Record di coordinate annotati:

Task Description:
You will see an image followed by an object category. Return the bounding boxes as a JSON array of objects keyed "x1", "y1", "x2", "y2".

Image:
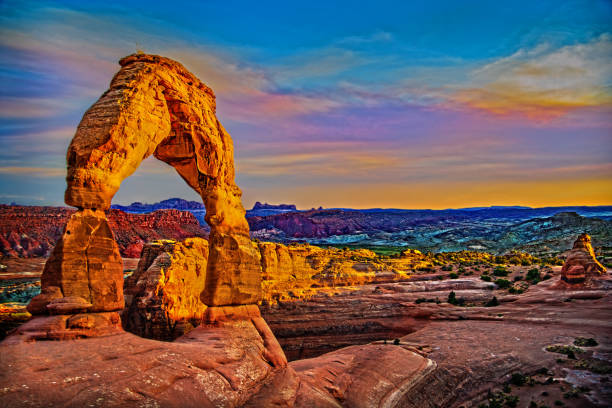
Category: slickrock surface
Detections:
[
  {"x1": 0, "y1": 204, "x2": 208, "y2": 258},
  {"x1": 28, "y1": 210, "x2": 124, "y2": 314},
  {"x1": 561, "y1": 234, "x2": 606, "y2": 283},
  {"x1": 60, "y1": 54, "x2": 261, "y2": 306},
  {"x1": 122, "y1": 238, "x2": 208, "y2": 340},
  {"x1": 122, "y1": 238, "x2": 422, "y2": 340},
  {"x1": 0, "y1": 306, "x2": 434, "y2": 408}
]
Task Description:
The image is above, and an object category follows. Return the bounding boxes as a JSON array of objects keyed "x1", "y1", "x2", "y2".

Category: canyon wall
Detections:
[
  {"x1": 122, "y1": 238, "x2": 427, "y2": 340},
  {"x1": 0, "y1": 205, "x2": 209, "y2": 258}
]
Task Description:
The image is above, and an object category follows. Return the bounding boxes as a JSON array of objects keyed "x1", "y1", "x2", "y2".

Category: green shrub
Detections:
[
  {"x1": 574, "y1": 337, "x2": 599, "y2": 347},
  {"x1": 493, "y1": 266, "x2": 510, "y2": 276},
  {"x1": 545, "y1": 344, "x2": 584, "y2": 360},
  {"x1": 525, "y1": 268, "x2": 541, "y2": 283},
  {"x1": 446, "y1": 290, "x2": 465, "y2": 306},
  {"x1": 510, "y1": 372, "x2": 528, "y2": 387},
  {"x1": 485, "y1": 296, "x2": 499, "y2": 307}
]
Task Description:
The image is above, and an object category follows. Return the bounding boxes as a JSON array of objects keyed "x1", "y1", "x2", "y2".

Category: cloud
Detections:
[
  {"x1": 0, "y1": 166, "x2": 66, "y2": 178},
  {"x1": 448, "y1": 34, "x2": 612, "y2": 121}
]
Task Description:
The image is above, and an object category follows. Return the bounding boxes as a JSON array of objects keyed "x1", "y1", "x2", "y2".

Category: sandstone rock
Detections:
[
  {"x1": 0, "y1": 204, "x2": 208, "y2": 258},
  {"x1": 33, "y1": 54, "x2": 261, "y2": 322},
  {"x1": 47, "y1": 296, "x2": 93, "y2": 315},
  {"x1": 561, "y1": 234, "x2": 606, "y2": 283},
  {"x1": 36, "y1": 210, "x2": 124, "y2": 314},
  {"x1": 291, "y1": 344, "x2": 436, "y2": 408},
  {"x1": 122, "y1": 238, "x2": 414, "y2": 340},
  {"x1": 122, "y1": 238, "x2": 208, "y2": 340}
]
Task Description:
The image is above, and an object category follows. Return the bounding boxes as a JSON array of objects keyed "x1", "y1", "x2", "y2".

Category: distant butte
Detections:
[{"x1": 0, "y1": 54, "x2": 435, "y2": 408}]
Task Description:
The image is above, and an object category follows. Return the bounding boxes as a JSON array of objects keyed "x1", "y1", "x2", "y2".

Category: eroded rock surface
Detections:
[
  {"x1": 0, "y1": 305, "x2": 434, "y2": 408},
  {"x1": 28, "y1": 209, "x2": 124, "y2": 314},
  {"x1": 122, "y1": 238, "x2": 420, "y2": 340},
  {"x1": 30, "y1": 54, "x2": 261, "y2": 328},
  {"x1": 561, "y1": 234, "x2": 606, "y2": 283}
]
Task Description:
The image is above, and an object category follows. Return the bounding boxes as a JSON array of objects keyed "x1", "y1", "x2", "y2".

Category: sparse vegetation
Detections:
[
  {"x1": 446, "y1": 291, "x2": 465, "y2": 306},
  {"x1": 546, "y1": 344, "x2": 584, "y2": 360},
  {"x1": 574, "y1": 337, "x2": 599, "y2": 347},
  {"x1": 525, "y1": 268, "x2": 541, "y2": 285},
  {"x1": 493, "y1": 266, "x2": 510, "y2": 276},
  {"x1": 495, "y1": 279, "x2": 512, "y2": 289},
  {"x1": 485, "y1": 296, "x2": 499, "y2": 307},
  {"x1": 478, "y1": 391, "x2": 519, "y2": 408},
  {"x1": 510, "y1": 372, "x2": 529, "y2": 387}
]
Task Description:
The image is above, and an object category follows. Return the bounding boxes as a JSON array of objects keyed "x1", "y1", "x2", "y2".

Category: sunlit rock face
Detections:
[
  {"x1": 30, "y1": 54, "x2": 261, "y2": 328},
  {"x1": 561, "y1": 234, "x2": 606, "y2": 283},
  {"x1": 122, "y1": 238, "x2": 418, "y2": 340}
]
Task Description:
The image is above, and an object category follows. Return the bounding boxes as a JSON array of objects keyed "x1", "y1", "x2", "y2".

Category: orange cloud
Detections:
[{"x1": 449, "y1": 35, "x2": 612, "y2": 121}]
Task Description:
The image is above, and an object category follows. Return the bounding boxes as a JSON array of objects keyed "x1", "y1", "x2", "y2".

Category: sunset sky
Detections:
[{"x1": 0, "y1": 0, "x2": 612, "y2": 208}]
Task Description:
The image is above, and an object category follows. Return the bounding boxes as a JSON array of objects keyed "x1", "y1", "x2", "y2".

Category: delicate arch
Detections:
[{"x1": 31, "y1": 54, "x2": 261, "y2": 311}]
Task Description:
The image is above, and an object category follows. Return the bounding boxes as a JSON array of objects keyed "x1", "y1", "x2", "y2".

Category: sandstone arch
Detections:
[{"x1": 29, "y1": 54, "x2": 261, "y2": 314}]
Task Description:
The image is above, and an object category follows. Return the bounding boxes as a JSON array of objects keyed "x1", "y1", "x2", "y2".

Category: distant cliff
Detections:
[
  {"x1": 253, "y1": 201, "x2": 297, "y2": 211},
  {"x1": 111, "y1": 198, "x2": 206, "y2": 213},
  {"x1": 0, "y1": 205, "x2": 208, "y2": 258}
]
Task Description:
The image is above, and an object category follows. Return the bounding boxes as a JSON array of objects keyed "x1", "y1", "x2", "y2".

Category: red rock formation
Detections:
[
  {"x1": 561, "y1": 234, "x2": 606, "y2": 283},
  {"x1": 30, "y1": 54, "x2": 261, "y2": 328},
  {"x1": 0, "y1": 204, "x2": 208, "y2": 258},
  {"x1": 122, "y1": 238, "x2": 420, "y2": 340}
]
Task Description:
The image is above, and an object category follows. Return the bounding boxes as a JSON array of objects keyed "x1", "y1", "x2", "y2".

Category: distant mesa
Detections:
[
  {"x1": 561, "y1": 234, "x2": 606, "y2": 283},
  {"x1": 111, "y1": 197, "x2": 206, "y2": 213}
]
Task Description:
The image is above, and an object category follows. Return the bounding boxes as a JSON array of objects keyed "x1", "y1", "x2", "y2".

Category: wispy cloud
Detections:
[
  {"x1": 448, "y1": 34, "x2": 612, "y2": 120},
  {"x1": 0, "y1": 166, "x2": 66, "y2": 177}
]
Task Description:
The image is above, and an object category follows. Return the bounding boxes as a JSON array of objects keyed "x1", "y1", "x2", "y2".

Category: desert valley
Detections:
[
  {"x1": 0, "y1": 0, "x2": 612, "y2": 408},
  {"x1": 0, "y1": 54, "x2": 612, "y2": 407}
]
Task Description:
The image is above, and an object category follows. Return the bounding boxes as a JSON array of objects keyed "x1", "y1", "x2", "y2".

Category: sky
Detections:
[{"x1": 0, "y1": 0, "x2": 612, "y2": 209}]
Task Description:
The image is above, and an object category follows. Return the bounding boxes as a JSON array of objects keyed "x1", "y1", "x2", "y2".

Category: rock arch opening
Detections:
[{"x1": 28, "y1": 54, "x2": 261, "y2": 315}]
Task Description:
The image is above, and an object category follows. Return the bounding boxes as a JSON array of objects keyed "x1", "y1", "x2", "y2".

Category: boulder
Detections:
[{"x1": 561, "y1": 234, "x2": 606, "y2": 283}]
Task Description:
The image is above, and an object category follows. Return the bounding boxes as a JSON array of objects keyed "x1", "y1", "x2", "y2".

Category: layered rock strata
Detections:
[
  {"x1": 122, "y1": 238, "x2": 420, "y2": 340},
  {"x1": 29, "y1": 54, "x2": 261, "y2": 334},
  {"x1": 0, "y1": 204, "x2": 208, "y2": 258},
  {"x1": 561, "y1": 234, "x2": 606, "y2": 283}
]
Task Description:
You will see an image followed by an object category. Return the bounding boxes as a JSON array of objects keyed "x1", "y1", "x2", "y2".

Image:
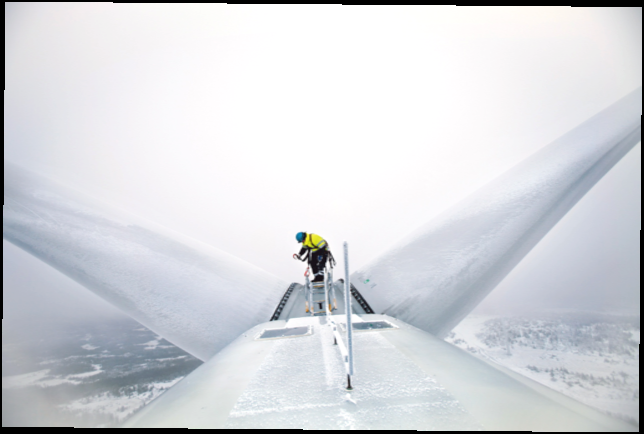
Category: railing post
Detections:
[{"x1": 344, "y1": 241, "x2": 353, "y2": 390}]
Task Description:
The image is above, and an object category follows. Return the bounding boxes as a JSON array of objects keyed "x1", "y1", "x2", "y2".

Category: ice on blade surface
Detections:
[
  {"x1": 351, "y1": 88, "x2": 642, "y2": 337},
  {"x1": 2, "y1": 162, "x2": 288, "y2": 360},
  {"x1": 225, "y1": 318, "x2": 481, "y2": 430}
]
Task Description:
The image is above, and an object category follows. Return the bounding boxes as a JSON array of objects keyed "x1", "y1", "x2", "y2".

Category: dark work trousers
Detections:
[{"x1": 309, "y1": 249, "x2": 329, "y2": 282}]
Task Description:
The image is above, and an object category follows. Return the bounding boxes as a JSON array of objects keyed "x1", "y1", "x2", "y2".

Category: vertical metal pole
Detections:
[
  {"x1": 344, "y1": 241, "x2": 353, "y2": 382},
  {"x1": 324, "y1": 271, "x2": 331, "y2": 316}
]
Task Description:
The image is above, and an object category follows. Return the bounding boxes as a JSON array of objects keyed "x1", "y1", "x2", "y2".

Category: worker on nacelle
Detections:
[{"x1": 293, "y1": 232, "x2": 335, "y2": 282}]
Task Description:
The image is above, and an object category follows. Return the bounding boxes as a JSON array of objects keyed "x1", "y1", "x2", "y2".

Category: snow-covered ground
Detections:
[
  {"x1": 2, "y1": 319, "x2": 201, "y2": 427},
  {"x1": 445, "y1": 312, "x2": 640, "y2": 424}
]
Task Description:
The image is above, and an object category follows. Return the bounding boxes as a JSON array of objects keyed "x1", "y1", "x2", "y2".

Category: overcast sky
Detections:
[{"x1": 3, "y1": 3, "x2": 642, "y2": 322}]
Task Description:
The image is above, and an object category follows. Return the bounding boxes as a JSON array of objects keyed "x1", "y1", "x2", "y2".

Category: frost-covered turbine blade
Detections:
[
  {"x1": 2, "y1": 161, "x2": 288, "y2": 360},
  {"x1": 351, "y1": 87, "x2": 642, "y2": 337}
]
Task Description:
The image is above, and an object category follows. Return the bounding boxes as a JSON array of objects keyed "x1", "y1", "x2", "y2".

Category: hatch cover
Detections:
[{"x1": 255, "y1": 326, "x2": 312, "y2": 339}]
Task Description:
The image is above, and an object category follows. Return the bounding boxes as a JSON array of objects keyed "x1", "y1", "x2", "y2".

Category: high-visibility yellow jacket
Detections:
[{"x1": 300, "y1": 234, "x2": 328, "y2": 254}]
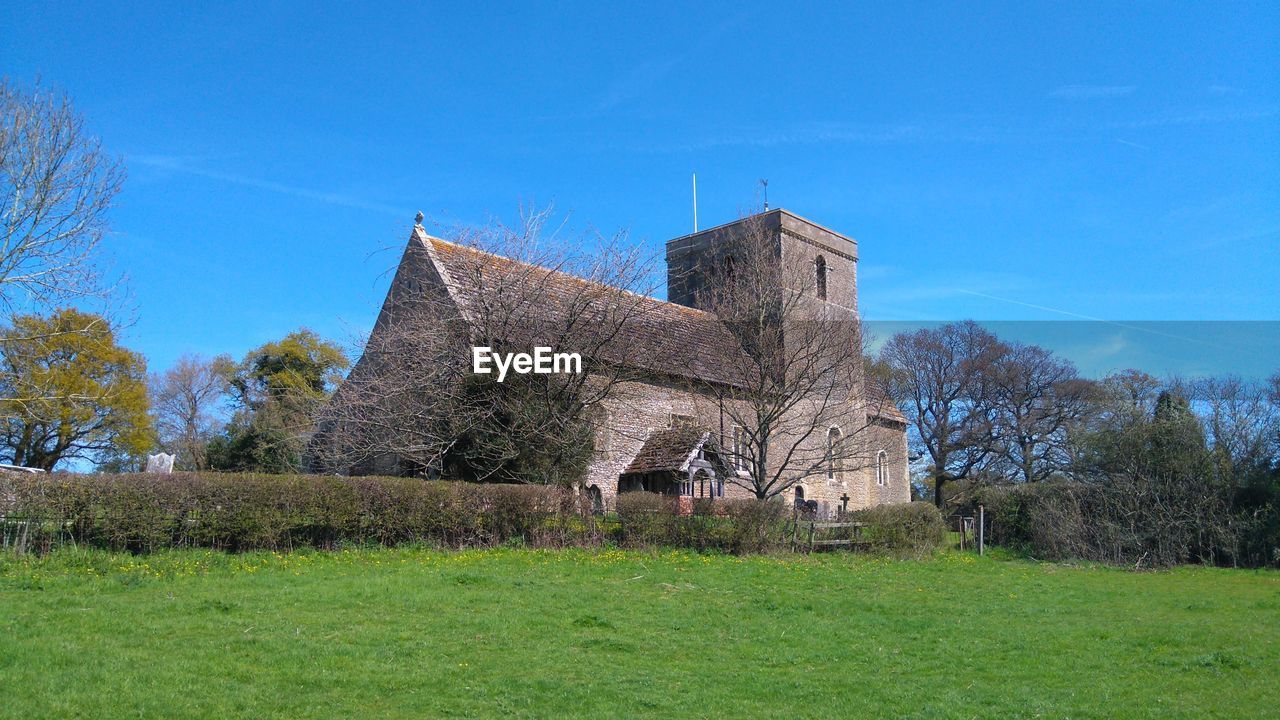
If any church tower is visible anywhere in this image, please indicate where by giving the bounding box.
[667,208,858,320]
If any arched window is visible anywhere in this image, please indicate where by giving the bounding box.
[586,404,613,460]
[827,427,844,480]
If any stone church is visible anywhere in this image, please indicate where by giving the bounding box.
[334,209,910,516]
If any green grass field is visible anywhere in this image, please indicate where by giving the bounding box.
[0,550,1280,717]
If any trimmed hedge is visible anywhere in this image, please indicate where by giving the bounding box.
[0,473,942,553]
[617,492,791,555]
[852,502,946,556]
[0,473,602,552]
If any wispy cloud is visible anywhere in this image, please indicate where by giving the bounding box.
[959,290,1201,342]
[1111,108,1280,129]
[1048,85,1138,100]
[1116,137,1151,150]
[125,155,411,218]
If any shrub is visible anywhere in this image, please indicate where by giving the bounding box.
[852,502,945,556]
[723,500,790,555]
[0,473,578,552]
[974,474,1238,565]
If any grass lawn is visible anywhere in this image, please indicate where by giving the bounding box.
[0,548,1280,719]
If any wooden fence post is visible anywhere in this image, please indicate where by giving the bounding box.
[978,505,987,556]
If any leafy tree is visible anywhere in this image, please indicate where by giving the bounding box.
[0,309,155,470]
[209,328,351,473]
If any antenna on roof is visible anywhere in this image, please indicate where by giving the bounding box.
[694,173,698,232]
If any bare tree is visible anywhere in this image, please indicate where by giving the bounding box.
[1190,375,1280,477]
[882,320,1005,507]
[0,79,124,311]
[989,343,1094,483]
[312,209,657,484]
[148,355,233,470]
[692,210,886,500]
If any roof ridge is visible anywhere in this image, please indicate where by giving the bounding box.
[422,232,719,320]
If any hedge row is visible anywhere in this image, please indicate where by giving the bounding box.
[973,479,1264,566]
[852,502,946,555]
[0,473,599,552]
[0,473,942,553]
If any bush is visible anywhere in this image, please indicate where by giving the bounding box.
[616,492,685,547]
[974,475,1239,566]
[0,473,586,552]
[723,500,790,555]
[852,502,946,556]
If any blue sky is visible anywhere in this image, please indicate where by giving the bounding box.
[0,1,1280,369]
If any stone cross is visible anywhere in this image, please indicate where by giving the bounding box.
[146,452,174,475]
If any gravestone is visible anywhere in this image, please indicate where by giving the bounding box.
[146,452,174,475]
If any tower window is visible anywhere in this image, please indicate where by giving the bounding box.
[827,427,844,480]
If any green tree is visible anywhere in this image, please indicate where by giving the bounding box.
[207,328,351,473]
[0,309,155,470]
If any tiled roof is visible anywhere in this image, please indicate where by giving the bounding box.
[867,388,906,424]
[424,236,742,384]
[622,427,710,475]
[419,232,906,423]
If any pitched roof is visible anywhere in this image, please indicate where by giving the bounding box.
[622,427,712,475]
[415,228,906,424]
[419,233,742,384]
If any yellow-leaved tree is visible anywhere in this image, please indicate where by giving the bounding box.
[0,309,155,470]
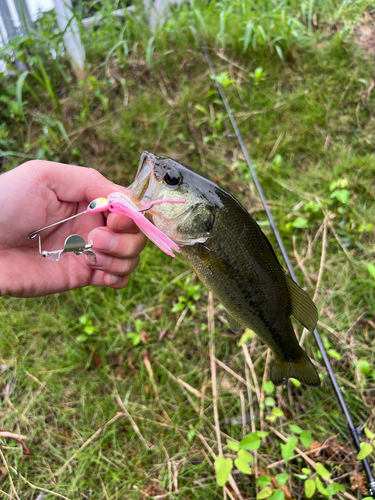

Compito breve
Estrai dai record tutte le righe in cui compare la parola "grass", distinguendo tra maiuscole e minuscole.

La risposta
If any green grass field is visible anywhere in this image, please indicate where by giving the bounding box.
If any grass lawn is visible anywhere in this image, please indicate where by giving the bounding box.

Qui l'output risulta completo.